§ **WHAT TO DO**:
Lines before the one containing "# test: identify the arched doorway" are left out; copy that line and every later line through the end of the data exactly.

§ **SOURCE DATA**:
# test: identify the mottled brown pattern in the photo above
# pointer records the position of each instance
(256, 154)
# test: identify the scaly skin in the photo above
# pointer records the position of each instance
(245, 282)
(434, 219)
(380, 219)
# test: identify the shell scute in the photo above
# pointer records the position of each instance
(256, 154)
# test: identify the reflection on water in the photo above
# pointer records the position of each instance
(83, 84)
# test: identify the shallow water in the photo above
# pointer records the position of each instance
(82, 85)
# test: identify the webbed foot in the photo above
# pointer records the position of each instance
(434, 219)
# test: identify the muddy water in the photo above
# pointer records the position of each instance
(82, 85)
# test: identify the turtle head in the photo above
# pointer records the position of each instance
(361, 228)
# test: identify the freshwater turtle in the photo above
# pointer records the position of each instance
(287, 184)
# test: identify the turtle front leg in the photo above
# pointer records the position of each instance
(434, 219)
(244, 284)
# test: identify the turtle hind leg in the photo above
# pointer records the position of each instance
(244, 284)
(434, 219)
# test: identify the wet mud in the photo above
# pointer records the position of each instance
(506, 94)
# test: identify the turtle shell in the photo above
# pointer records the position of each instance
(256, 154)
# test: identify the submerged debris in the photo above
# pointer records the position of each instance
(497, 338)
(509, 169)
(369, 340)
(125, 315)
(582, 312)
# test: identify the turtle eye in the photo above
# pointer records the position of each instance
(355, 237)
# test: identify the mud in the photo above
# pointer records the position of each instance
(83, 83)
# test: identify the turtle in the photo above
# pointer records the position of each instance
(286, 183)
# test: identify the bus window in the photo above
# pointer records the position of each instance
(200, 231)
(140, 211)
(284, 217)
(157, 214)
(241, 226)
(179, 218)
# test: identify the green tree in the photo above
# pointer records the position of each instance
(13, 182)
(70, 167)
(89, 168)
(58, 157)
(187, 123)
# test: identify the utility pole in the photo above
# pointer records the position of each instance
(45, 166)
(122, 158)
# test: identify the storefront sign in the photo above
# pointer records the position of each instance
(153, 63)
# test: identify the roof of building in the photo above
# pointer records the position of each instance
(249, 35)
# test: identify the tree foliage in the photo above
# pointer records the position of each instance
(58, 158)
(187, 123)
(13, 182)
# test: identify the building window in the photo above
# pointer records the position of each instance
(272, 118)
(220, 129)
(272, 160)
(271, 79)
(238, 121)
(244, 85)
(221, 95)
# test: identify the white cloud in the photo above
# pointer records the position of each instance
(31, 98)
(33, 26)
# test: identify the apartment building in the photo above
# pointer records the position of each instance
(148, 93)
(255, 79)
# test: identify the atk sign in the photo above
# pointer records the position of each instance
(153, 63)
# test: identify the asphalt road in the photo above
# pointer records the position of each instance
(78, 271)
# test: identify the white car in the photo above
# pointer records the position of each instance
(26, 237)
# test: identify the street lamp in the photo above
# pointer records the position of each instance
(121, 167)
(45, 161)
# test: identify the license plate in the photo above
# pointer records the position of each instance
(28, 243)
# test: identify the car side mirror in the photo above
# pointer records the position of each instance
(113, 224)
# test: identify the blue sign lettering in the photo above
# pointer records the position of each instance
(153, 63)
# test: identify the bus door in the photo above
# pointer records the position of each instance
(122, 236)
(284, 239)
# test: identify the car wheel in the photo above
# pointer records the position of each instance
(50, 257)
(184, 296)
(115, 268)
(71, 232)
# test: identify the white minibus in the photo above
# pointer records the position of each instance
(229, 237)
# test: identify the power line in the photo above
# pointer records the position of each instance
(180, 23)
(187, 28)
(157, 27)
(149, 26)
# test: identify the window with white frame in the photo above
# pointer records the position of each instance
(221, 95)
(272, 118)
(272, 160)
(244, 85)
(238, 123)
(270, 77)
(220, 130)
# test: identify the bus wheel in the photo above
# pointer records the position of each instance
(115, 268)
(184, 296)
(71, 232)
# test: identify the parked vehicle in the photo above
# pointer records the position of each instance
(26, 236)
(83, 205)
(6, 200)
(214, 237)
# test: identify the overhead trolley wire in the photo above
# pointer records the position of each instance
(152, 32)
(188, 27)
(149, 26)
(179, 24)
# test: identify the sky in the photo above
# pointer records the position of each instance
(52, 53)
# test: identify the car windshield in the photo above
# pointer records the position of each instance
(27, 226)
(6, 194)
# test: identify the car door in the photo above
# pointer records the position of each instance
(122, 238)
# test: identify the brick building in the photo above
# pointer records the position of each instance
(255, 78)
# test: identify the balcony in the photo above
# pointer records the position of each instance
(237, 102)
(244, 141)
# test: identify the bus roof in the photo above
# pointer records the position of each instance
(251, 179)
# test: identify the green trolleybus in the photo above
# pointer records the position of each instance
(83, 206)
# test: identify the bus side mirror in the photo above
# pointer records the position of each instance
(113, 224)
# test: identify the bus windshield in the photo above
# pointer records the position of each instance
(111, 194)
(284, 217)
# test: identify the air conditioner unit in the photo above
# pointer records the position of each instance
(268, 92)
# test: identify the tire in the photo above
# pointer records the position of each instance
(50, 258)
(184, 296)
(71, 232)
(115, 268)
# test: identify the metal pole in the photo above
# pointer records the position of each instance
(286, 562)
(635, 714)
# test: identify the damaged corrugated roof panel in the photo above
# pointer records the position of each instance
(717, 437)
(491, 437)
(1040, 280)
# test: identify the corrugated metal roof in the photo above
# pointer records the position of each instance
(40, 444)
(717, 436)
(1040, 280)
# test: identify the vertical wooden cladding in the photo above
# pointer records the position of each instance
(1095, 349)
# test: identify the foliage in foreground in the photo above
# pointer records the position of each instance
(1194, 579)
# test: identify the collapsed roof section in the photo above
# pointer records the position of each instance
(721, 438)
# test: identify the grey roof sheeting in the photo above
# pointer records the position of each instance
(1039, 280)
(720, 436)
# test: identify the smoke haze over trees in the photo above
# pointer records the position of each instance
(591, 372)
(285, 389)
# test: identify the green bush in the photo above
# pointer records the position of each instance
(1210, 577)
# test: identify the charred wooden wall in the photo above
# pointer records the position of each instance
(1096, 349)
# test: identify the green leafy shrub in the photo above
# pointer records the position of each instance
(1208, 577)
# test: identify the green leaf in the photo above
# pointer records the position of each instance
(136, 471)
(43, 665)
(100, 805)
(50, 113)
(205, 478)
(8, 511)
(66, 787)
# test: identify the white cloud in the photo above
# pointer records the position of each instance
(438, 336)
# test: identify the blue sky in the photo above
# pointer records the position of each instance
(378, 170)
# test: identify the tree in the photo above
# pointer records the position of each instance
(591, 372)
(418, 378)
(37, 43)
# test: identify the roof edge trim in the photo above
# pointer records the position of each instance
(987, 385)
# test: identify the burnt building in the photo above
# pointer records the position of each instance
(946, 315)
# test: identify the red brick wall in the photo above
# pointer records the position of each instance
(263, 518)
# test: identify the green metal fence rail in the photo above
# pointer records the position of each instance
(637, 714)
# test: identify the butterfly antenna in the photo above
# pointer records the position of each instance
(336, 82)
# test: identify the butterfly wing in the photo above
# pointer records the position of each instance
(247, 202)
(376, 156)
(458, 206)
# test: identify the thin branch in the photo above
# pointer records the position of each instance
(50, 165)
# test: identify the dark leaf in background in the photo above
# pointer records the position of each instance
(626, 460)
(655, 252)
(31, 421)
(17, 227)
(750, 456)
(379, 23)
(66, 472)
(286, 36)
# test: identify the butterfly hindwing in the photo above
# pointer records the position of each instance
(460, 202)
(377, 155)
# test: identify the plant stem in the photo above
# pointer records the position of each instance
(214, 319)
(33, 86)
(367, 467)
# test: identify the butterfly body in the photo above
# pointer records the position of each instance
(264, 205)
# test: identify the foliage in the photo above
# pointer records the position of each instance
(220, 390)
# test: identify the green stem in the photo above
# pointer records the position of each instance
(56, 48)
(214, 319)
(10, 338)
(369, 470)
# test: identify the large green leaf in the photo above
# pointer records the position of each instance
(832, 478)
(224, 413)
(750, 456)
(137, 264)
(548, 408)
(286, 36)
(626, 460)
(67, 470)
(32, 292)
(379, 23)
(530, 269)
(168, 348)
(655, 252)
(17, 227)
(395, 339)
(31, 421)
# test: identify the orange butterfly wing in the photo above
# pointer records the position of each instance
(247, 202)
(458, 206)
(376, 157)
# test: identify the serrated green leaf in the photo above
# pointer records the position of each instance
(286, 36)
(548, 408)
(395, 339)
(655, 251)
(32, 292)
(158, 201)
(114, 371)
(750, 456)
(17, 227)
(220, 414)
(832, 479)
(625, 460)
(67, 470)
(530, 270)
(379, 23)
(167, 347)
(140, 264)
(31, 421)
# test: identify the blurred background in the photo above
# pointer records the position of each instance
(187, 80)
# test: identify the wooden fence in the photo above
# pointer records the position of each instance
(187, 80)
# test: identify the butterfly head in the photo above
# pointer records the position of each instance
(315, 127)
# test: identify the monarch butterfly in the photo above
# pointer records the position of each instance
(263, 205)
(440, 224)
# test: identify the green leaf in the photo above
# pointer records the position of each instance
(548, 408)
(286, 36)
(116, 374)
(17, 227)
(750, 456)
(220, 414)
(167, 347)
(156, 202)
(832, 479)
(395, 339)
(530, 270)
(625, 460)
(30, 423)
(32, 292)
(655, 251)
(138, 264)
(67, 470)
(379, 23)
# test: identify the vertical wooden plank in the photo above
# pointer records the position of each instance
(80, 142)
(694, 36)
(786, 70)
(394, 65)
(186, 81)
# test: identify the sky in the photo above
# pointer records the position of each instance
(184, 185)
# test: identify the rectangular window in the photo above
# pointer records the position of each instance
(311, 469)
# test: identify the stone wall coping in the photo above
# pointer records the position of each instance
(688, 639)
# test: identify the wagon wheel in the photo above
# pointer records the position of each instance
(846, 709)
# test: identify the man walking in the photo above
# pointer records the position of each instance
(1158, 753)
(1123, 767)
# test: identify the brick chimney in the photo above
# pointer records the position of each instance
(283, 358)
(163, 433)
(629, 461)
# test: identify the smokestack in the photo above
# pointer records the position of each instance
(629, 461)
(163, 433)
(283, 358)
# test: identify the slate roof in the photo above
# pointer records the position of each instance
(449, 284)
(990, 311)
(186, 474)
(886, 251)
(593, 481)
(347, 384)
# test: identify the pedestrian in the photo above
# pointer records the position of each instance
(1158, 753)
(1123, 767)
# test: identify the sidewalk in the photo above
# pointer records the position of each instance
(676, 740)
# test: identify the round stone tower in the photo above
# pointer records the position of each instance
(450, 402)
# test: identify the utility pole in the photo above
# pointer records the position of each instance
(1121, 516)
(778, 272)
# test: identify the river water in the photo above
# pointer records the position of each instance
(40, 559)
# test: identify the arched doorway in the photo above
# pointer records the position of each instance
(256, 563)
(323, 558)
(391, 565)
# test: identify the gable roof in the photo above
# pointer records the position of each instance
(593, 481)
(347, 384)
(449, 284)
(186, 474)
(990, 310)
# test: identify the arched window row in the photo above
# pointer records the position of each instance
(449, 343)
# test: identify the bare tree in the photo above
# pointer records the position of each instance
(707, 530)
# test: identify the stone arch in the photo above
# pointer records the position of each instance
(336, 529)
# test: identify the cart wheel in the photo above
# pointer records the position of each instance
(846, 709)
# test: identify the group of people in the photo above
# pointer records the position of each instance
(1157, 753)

§ **ANSWER BELOW**:
# test: identify the arched doorway in the photo above
# pointer records the position of each instance
(256, 563)
(323, 558)
(391, 565)
# test: identify the gable roof in the photo above
# pointer records the position of each instance
(593, 481)
(347, 384)
(449, 284)
(186, 474)
(990, 310)
# test: identify the arched window row in the photo above
# pointer records the position of each instance
(449, 343)
# test: identify the bare tree in the photo above
# pointer records the position of each instance
(707, 530)
# test: identify the stone arch in the photo above
# pointer records the position of each instance
(336, 529)
# test: identify the cart wheel in the photo above
# pointer records the position of each instance
(846, 709)
# test: identify the group of people in the photo above
# pointer records the position of each instance
(1157, 753)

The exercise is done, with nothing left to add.